-- BEGIN PASSAGE --

Pytorch results differs a lot from keras

I am a beginner in Pytorch. I am trying to implement a network in pytorch that I had built using keras earlier. Iam not sure what’s wrong in my implementation.

train_length–>25000
train_vecs --> (25000,10,10) ; train_labels -->(25000,1)

Here is my code:

train_tensor = torch.from_numpy(train_vecs)
train_labels_tensor = torch.from_numpy(train_labels)

class FirstNN(nn.Module):
def init(self):
super(FirstNN,self).init()
self.conv1 = nn.Conv1d(10,10,3)
self.conv2 = nn.Conv1d(10,20,3)
self.dropout = nn.Dropout(0.5)
self.dense_l1 = nn.Linear(120,40)
self.dense_l2 = nn.Linear(40,8)
self.dense_l3 = nn.Linear(8,1)
self.soft = nn.Sigmoid()

def forward(self,x):
    out = F.relu(self.conv1(x))
    out = self.dropout(out)
    out = F.relu(self.conv2(out))
    out = self.dropout(out)
    out = out.view(out.size(0),-1)
    out = self.dropout(F.relu(self.dense_l1(out)))
    out = self.dropout(F.relu(self.dense_l2(out)))
    out = self.dropout(F.relu(self.dense_l3(out)))
    return self.soft(out)

batchsize = 25
numepochs = 25
n_batches = int(train_length/batchsize)

train_tensor = train_tensor.float()

def find_correct(yp,yp1):
correct = 0
for i in range(len(yp)):
if(yp[i]==yp1[i]):
correct+=1
return correct

for epoch in range(3):
for i in range(0,n_batches):
Xtrain = train_tensor[i*batchsize:(i+1)*batchsize, : , :]
ytrain = train_labels_tensor[i*batchsize:(i+1)*batchsize]
ytrain = ytrain.view(-1,1).float()
optimizer.zero_grad()
output = model(Xtrain)
loss = F.binary_cross_entropy(output, ytrain)
loss.backward()
optimizer.step()

output = model(train_tensor)
output = (output>=0.5).double()
correct = find_correct(output,train_labels_tensor)
print("Epoch {} : Loss {} : Accuracy {} ".format(epoch,loss.item(),correct/25000))

I am getting loss rates as : 0.67,0.74,0.73

Whereas in Keras I get : 0.60,0.42,0.38

It looks like you are dealing with 25000 grayscale images with a spatial dimension of 10x10.

-- END PASSAGE --

GIVEN INSTRUCTION: In the thread about PyTorch and Keras results, what loss values does the poster get in Keras?

-- BEGIN GIVEN RECORDS --

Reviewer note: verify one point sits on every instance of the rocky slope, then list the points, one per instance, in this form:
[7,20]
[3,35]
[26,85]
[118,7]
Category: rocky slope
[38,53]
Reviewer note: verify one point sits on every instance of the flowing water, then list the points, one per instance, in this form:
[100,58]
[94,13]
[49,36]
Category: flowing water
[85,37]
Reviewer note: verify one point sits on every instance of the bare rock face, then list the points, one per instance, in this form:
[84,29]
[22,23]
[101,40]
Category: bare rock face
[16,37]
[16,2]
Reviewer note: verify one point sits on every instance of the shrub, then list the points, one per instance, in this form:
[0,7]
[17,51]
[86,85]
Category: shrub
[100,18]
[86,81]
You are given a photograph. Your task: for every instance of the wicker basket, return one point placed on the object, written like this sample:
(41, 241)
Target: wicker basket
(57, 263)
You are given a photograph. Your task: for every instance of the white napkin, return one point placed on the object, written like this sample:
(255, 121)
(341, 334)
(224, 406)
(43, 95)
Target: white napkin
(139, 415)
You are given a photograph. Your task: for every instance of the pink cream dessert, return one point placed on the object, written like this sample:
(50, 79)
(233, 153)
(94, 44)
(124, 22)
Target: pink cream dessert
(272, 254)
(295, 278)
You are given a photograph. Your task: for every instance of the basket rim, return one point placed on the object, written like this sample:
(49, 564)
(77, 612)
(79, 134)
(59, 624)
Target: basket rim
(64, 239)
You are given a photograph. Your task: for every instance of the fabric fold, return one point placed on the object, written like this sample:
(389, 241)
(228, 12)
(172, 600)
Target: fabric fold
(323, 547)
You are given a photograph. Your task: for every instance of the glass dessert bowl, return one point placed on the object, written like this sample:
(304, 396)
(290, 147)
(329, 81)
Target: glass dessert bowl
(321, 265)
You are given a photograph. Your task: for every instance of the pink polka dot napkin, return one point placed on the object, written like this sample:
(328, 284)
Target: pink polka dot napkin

-- END GIVEN RECORDS --

TASK RESULT: 0.60, 0.42 and 0.38